An exact transcription of the entries is required, with no images included.

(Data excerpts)
%%
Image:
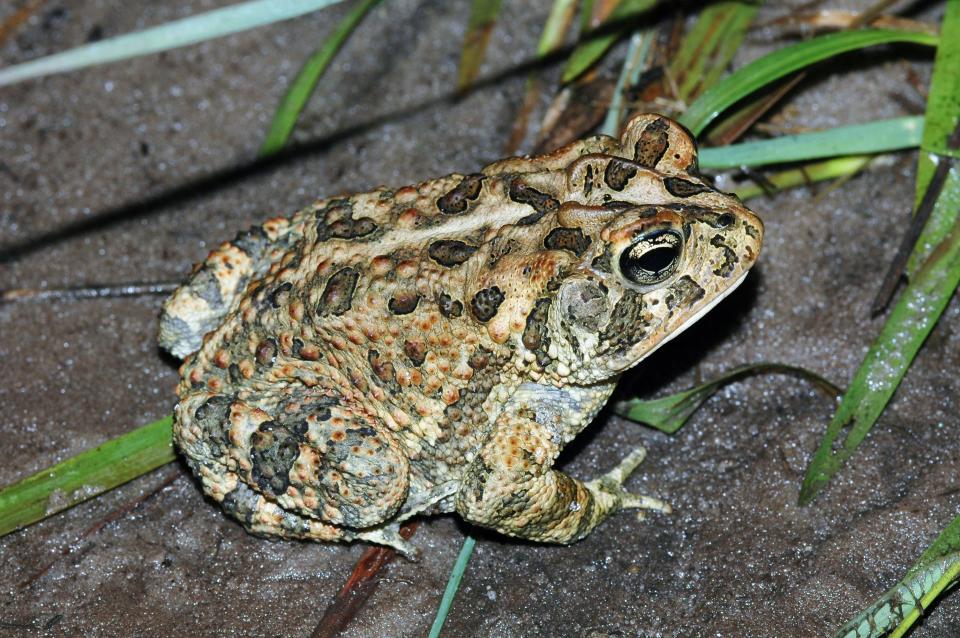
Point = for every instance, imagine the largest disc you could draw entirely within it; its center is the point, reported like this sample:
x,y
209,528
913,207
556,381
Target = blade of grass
x,y
588,52
483,16
769,68
453,584
179,33
840,167
902,605
635,62
556,27
86,475
873,137
933,281
302,87
710,46
669,414
887,361
737,121
943,115
554,32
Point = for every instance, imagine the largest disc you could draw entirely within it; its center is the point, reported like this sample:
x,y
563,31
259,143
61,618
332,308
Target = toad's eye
x,y
652,258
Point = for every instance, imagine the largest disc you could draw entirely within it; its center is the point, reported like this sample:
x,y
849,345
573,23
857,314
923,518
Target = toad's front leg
x,y
511,487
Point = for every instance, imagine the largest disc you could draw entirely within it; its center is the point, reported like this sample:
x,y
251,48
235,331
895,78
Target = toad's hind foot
x,y
608,488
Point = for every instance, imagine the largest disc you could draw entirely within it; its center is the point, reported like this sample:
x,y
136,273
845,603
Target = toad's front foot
x,y
608,489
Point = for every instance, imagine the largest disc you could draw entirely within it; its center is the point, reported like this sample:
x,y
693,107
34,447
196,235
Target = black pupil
x,y
657,259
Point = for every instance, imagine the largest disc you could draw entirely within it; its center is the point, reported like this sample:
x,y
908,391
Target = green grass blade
x,y
179,33
634,63
943,111
898,608
710,45
556,27
776,65
908,325
840,167
874,137
483,16
453,584
932,283
670,413
588,52
302,87
86,475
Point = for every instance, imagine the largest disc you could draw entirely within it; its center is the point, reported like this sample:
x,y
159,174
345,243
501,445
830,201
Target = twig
x,y
359,587
92,291
924,210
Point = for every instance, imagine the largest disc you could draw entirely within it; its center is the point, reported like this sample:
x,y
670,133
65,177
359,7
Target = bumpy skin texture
x,y
434,348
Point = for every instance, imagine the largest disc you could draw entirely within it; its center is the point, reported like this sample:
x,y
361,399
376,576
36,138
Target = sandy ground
x,y
125,173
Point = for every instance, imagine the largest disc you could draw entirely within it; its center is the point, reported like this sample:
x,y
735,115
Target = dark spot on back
x,y
684,292
730,258
683,188
627,325
274,449
536,335
274,298
480,358
349,228
338,294
618,173
542,203
415,350
571,239
206,286
485,303
213,418
602,261
652,144
450,252
266,352
457,200
449,307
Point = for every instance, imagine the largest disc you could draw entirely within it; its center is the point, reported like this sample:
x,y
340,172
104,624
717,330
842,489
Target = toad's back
x,y
358,356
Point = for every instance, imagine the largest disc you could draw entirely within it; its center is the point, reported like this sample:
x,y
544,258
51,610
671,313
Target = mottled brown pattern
x,y
571,239
653,143
542,203
450,252
457,200
485,303
337,385
536,332
338,293
682,187
449,307
618,174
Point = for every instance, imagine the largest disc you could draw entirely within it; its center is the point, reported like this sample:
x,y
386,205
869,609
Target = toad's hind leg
x,y
319,470
511,487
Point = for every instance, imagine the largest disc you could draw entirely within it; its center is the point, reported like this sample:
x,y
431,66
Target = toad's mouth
x,y
627,361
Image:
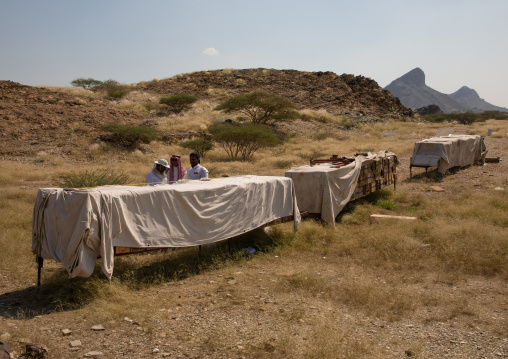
%%
** COMPLETED TASK **
Image:
Point = for every instance, imagine the largest disc you could draw entirely within it; its center is the point, reported like this sample:
x,y
209,528
913,207
556,381
Target = blade of grass
x,y
588,52
483,16
769,68
453,584
179,33
840,167
902,605
635,62
556,27
86,475
873,137
933,281
302,87
710,46
669,414
887,361
737,121
943,115
554,32
Point = for every instance, imagine the largest disc you could draw entirely within it; its center is the point, reported like this sample:
x,y
563,31
259,143
61,618
332,308
Target = toad's eye
x,y
652,258
Point = for every instance, imagine the largest disc you could draw entirely within it; its center is the point, reported like this sample:
x,y
849,345
573,23
857,314
923,518
Target = toad's front leg
x,y
511,487
Point = for every instance, imagine the largest disc you could draw entirely within it; its center is the point, reported like this sample:
x,y
251,48
235,331
895,78
Target = toad's hind foot
x,y
608,488
Point = for every instance, imagine the largest disc you could draw entirely within it; its center is the point, reported like this sample:
x,y
136,273
845,603
Target = toad's front foot
x,y
608,489
Point = for every instance, imagine the largest disc you could draw entirely within it; its center is the point, reported like this sample:
x,y
693,107
34,447
196,235
Target = black pupil
x,y
657,259
Point = for every instance, imagine the largest disc you could draw entirely within it; its center is the point, reported like this sample:
x,y
908,391
Target = green grass blade
x,y
179,33
634,63
943,111
898,608
710,45
556,27
776,65
908,325
840,167
874,137
483,16
453,584
932,283
670,413
588,52
302,87
86,475
Point = for every instance, imagine the largest disc you could draw entirely within it; its center is the point, reported like this sample:
x,y
159,174
345,243
501,445
830,201
Target = twig
x,y
359,587
92,291
924,210
Point = for every instance, imagine the largest disc you could draw entirely within it; its center is the point, reported like this sample:
x,y
670,133
65,177
359,7
Target = bumpy skin texture
x,y
434,348
Point = for every instance, imagine the largest disc you could draw entirely within it; its center is the point, reported like this sample:
x,y
361,399
376,576
36,138
Target = sandy ground
x,y
125,173
Point = for every instance, imagine the largest disc you could draw entirely within it; its center is the point, reported like this sample:
x,y
735,115
Target = dark spot on back
x,y
684,292
730,258
683,188
627,325
274,449
536,335
274,298
480,358
349,228
338,294
618,173
542,203
415,350
571,239
206,286
485,303
213,418
602,261
652,144
450,252
266,352
457,200
449,307
Point = for every instance, imagine the largest disc you could draw entirely within it; its center is the point, reported like this sample:
x,y
340,172
104,624
717,330
842,489
Target = toad's back
x,y
358,356
Point = for every instance, imagine the largest disc you could draw entirely within it; its center is the point, reported like this sample:
x,y
544,258
51,610
671,313
Target = mottled brown pattern
x,y
571,239
653,143
542,203
450,252
457,200
485,303
337,385
536,332
338,293
682,187
449,307
618,174
Point = for every instance, imagine the largest disc you could draw entirely within it; its center is the point, reported like this sample:
x,y
386,205
869,609
Target = toad's hind leg
x,y
319,470
511,487
Point = for every instance, imagine the largest disc you could draw entirely within it; its center is the point, reported like this sample:
x,y
431,66
Target = toad's mouth
x,y
627,361
Image:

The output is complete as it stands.